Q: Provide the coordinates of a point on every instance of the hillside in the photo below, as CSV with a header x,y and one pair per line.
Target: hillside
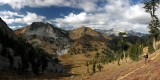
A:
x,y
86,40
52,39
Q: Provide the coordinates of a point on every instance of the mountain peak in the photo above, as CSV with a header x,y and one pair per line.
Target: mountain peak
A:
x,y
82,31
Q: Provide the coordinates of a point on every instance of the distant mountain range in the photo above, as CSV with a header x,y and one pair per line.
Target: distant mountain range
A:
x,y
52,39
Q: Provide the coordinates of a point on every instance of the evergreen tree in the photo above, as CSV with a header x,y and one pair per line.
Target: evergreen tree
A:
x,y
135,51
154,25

▶ **Description of the task**
Convert every line of the listing above into a JSON list of strings, one string per line, skipping blank lines and leaving out the picture line.

▶ **Exercise answer**
[
  "Q: Provide the coordinates of a point on every instance of the hillside in the photo below, as CSV with a header x,y and one pair per line.",
  "Target: hillside",
  "A:",
  "x,y",
  "86,40",
  "52,39",
  "Q: Provide the coordinates of a point on every instance of the mountain peak in the photo above, as CSV with a header x,y and one pair per line.",
  "Target: mountain peak",
  "A:",
  "x,y",
  "82,31",
  "Q: Provide the coordinates of a point on every instance of the distant mountain range in the photo above, as CSV with a header x,y and one pair per line.",
  "Target: distant mountain range",
  "A:",
  "x,y",
  "52,39",
  "Q: Provide the coordinates of a point on every instance of the evergreen tree in the photo above, as CSV with a header x,y and one pair per line.",
  "Target: evergreen tree",
  "A:",
  "x,y",
  "135,51",
  "154,25"
]